#### TEXTE FOURNI:
_ _ _ _
30 juin 2015
Cour d'appel de Paris
RG n° 14/12333

Pôle 1 - Chambre 1

Texte de la décision

Grosses délivrées REPUBLIQUE FRANCAISE

aux parties le :AU NOM DU PEUPLE FRANCAIS







COUR D'APPEL DE PARIS



Pôle 1 - Chambre 1



ARRET DU 30 JUIN 2015



(n° , 5 pages)



Numéro d'inscription au répertoire général : 14/12333



Décision déférée à la Cour : Ordonnances rendues par le président du tribunal de grande instance de Paris du 11 juillet 2013 conférant l'exequatur aux sentences du 22 janvier et du 28 mars 2013 (rectificative) rendues par le tribunal arbitral composé de MM [E] et [S], arbitres et de M. Jas, président



APPELANTE :



SAS VANILLE ET PRODUITS

prise en la personne de ses représentants légaux



[Adresse 2]

[Localité 1]



représenté par Me Edmond FROMANTIN, avocat postulant au barreau de PARIS, toque: J151

assisté de Me Alain JAKUBOWICZ, avocat plaidant du barreau de LYON



INTIMÉE :



Société MONAPRO BV Société de droit néerlandais

prise en la personne de ses représentants légaux



Beursplien 37

[Adresse 1]

HOLLANDE



représentée par Me Laurence TAZE BERNARD de la SCP IFL Avocats, avocat postulant du barreau de PARIS, toque : P0042

assisté de Me Lucas NICOLET SERRA, avocat plaidant du barreau de PARIS, toque : J031





COMPOSITION DE LA COUR :



L'affaire a été débattue le 26 mai 2015, en audience publique, le rapport entendu, devant la Cour composée de :



Monsieur ACQUAVIVA, Président

Madame GUIHAL, Conseillère

Madame DALLERY, Conseillère



qui en ont délibéré















Greffier, lors des débats : Madame PATE





ARRET :



- CONTRADICTOIRE



- prononcé par mise à disposition de l'arrêt au greffe de la Cour, les parties en ayant été préalablement avisées dans les conditions prévues au deuxième alinéa de l'article 450 du code de procédure civile.
_ _ _ _
#### DONNÉES FOURNIES:
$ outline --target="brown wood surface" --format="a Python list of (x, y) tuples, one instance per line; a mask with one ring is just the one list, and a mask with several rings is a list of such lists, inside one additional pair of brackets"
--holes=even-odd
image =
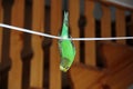
[[(85, 0), (85, 38), (95, 38), (95, 21), (93, 17), (94, 2)], [(96, 55), (95, 55), (95, 41), (85, 41), (85, 63), (95, 66)]]
[[(116, 20), (116, 37), (125, 37), (126, 36), (126, 29), (125, 29), (125, 11), (116, 8), (115, 12), (115, 20)], [(126, 40), (116, 40), (117, 43), (126, 43)]]
[[(133, 60), (133, 57), (127, 60)], [(130, 85), (133, 83), (133, 61), (126, 67), (120, 69), (114, 73), (110, 73), (106, 77), (106, 83), (111, 89), (126, 89)]]
[[(23, 10), (24, 0), (14, 0), (12, 7), (11, 24), (17, 27), (23, 27)], [(10, 37), (10, 57), (11, 57), (11, 70), (9, 72), (9, 85), (8, 89), (21, 89), (22, 82), (22, 61), (21, 61), (21, 49), (22, 49), (22, 32), (11, 30)]]
[[(113, 42), (103, 42), (99, 47), (98, 52), (108, 68), (114, 68), (117, 65), (127, 61), (125, 59), (132, 56), (133, 48)], [(132, 60), (129, 60), (129, 62), (130, 61)]]
[[(51, 34), (58, 36), (62, 24), (62, 0), (51, 0)], [(61, 89), (60, 53), (58, 40), (52, 39), (50, 49), (50, 89)]]
[[(0, 23), (2, 23), (3, 19), (3, 8), (2, 1), (0, 0)], [(1, 51), (2, 51), (2, 28), (0, 27), (0, 62), (1, 62)]]
[(101, 37), (111, 37), (111, 10), (109, 6), (102, 6)]
[(114, 6), (116, 8), (121, 8), (121, 9), (124, 9), (124, 10), (133, 11), (132, 7), (123, 6), (122, 3), (116, 3), (115, 1), (111, 1), (111, 0), (110, 1), (109, 0), (90, 0), (90, 1), (99, 1), (99, 2), (102, 2), (103, 4)]
[(83, 63), (75, 63), (69, 71), (73, 89), (100, 89), (102, 71)]
[[(44, 0), (33, 0), (32, 7), (32, 29), (44, 32)], [(33, 58), (31, 61), (30, 86), (35, 88), (43, 87), (43, 37), (32, 34)]]
[[(74, 4), (74, 6), (73, 6)], [(69, 20), (70, 20), (70, 30), (73, 38), (80, 37), (79, 29), (79, 18), (80, 18), (80, 0), (69, 0)], [(80, 60), (80, 41), (74, 41), (76, 56), (75, 61)]]

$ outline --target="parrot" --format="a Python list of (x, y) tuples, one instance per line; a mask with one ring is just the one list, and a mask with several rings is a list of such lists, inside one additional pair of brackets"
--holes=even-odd
[(61, 60), (60, 60), (60, 70), (63, 72), (66, 72), (70, 67), (72, 66), (75, 57), (75, 47), (70, 40), (70, 34), (69, 34), (69, 12), (64, 12), (63, 17), (63, 24), (61, 29), (60, 37), (62, 39), (59, 40), (59, 49), (60, 49), (60, 55), (61, 55)]

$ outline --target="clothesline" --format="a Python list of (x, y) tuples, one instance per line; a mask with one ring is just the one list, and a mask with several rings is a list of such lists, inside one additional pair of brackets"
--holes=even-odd
[(69, 39), (66, 39), (66, 38), (61, 38), (61, 37), (58, 37), (58, 36), (52, 36), (52, 34), (48, 34), (48, 33), (43, 33), (43, 32), (38, 32), (38, 31), (29, 30), (29, 29), (14, 27), (14, 26), (9, 26), (9, 24), (4, 24), (4, 23), (0, 23), (0, 27), (12, 29), (12, 30), (17, 30), (17, 31), (22, 31), (22, 32), (28, 32), (28, 33), (32, 33), (32, 34), (38, 34), (38, 36), (47, 37), (47, 38), (59, 39), (59, 40), (79, 40), (79, 41), (82, 40), (82, 41), (89, 41), (89, 40), (124, 40), (124, 39), (133, 39), (133, 37), (69, 38)]

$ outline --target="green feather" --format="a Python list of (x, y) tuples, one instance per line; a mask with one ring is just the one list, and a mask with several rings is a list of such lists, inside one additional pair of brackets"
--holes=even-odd
[[(62, 38), (69, 38), (69, 22), (68, 22), (68, 12), (64, 12), (63, 26), (61, 31)], [(75, 48), (71, 40), (59, 40), (59, 48), (61, 53), (61, 62), (60, 70), (68, 71), (71, 67), (74, 57), (75, 57)]]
_ _ _ _
#### CONSIGNES:
• a. Restituez intégralement l'arrêt de la cour d'appel, sans rien y modifier.
• b. Recopiez à l'identique les enregistrements, du tout début jusqu'à la ligne contenant « 62), (130, 61)]] », celle-ci comprise. Laissez les images de côté.

#### RÉPONSES:
• a.
30 juin 2015
Cour d'appel de Paris
RG n° 14/12333

Pôle 1 - Chambre 1

Texte de la décision

Grosses délivrées REPUBLIQUE FRANCAISE

aux parties le :AU NOM DU PEUPLE FRANCAIS







COUR D'APPEL DE PARIS



Pôle 1 - Chambre 1



ARRET DU 30 JUIN 2015



(n° , 5 pages)



Numéro d'inscription au répertoire général : 14/12333



Décision déférée à la Cour : Ordonnances rendues par le président du tribunal de grande instance de Paris du 11 juillet 2013 conférant l'exequatur aux sentences du 22 janvier et du 28 mars 2013 (rectificative) rendues par le tribunal arbitral composé de MM [E] et [S], arbitres et de M. Jas, président



APPELANTE :



SAS VANILLE ET PRODUITS

prise en la personne de ses représentants légaux



[Adresse 2]

[Localité 1]



représenté par Me Edmond FROMANTIN, avocat postulant au barreau de PARIS, toque: J151

assisté de Me Alain JAKUBOWICZ, avocat plaidant du barreau de LYON



INTIMÉE :



Société MONAPRO BV Société de droit néerlandais

prise en la personne de ses représentants légaux



Beursplien 37

[Adresse 1]

HOLLANDE



représentée par Me Laurence TAZE BERNARD de la SCP IFL Avocats, avocat postulant du barreau de PARIS, toque : P0042

assisté de Me Lucas NICOLET SERRA, avocat plaidant du barreau de PARIS, toque : J031





COMPOSITION DE LA COUR :



L'affaire a été débattue le 26 mai 2015, en audience publique, le rapport entendu, devant la Cour composée de :



Monsieur ACQUAVIVA, Président

Madame GUIHAL, Conseillère

Madame DALLERY, Conseillère



qui en ont délibéré















Greffier, lors des débats : Madame PATE





ARRET :



- CONTRADICTOIRE



- prononcé par mise à disposition de l'arrêt au greffe de la Cour, les parties en ayant été préalablement avisées dans les conditions prévues au deuxième alinéa de l'article 450 du code de procédure civile.

• b.
$ outline --target="brown wood surface" --format="a Python list of (x, y) tuples, one instance per line; a mask with one ring is just the one list, and a mask with several rings is a list of such lists, inside one additional pair of brackets"
--holes=even-odd
image =
[[(85, 0), (85, 38), (95, 38), (95, 21), (93, 17), (94, 2)], [(96, 55), (95, 55), (95, 41), (85, 41), (85, 63), (95, 66)]]
[[(116, 20), (116, 37), (125, 37), (126, 36), (126, 29), (125, 29), (125, 11), (116, 8), (115, 12), (115, 20)], [(126, 40), (116, 40), (117, 43), (126, 43)]]
[[(133, 60), (133, 57), (127, 60)], [(130, 85), (133, 83), (133, 61), (126, 67), (120, 69), (114, 73), (110, 73), (106, 77), (106, 83), (111, 89), (126, 89)]]
[[(23, 10), (24, 0), (14, 0), (12, 7), (11, 24), (17, 27), (23, 27)], [(10, 37), (10, 57), (11, 57), (11, 70), (9, 72), (9, 85), (8, 89), (21, 89), (22, 82), (22, 61), (21, 61), (21, 49), (22, 49), (22, 32), (11, 30)]]
[[(113, 42), (103, 42), (99, 47), (98, 52), (108, 68), (114, 68), (117, 65), (127, 61), (125, 59), (132, 56), (133, 48)], [(132, 60), (129, 60), (129, 62), (130, 61)]]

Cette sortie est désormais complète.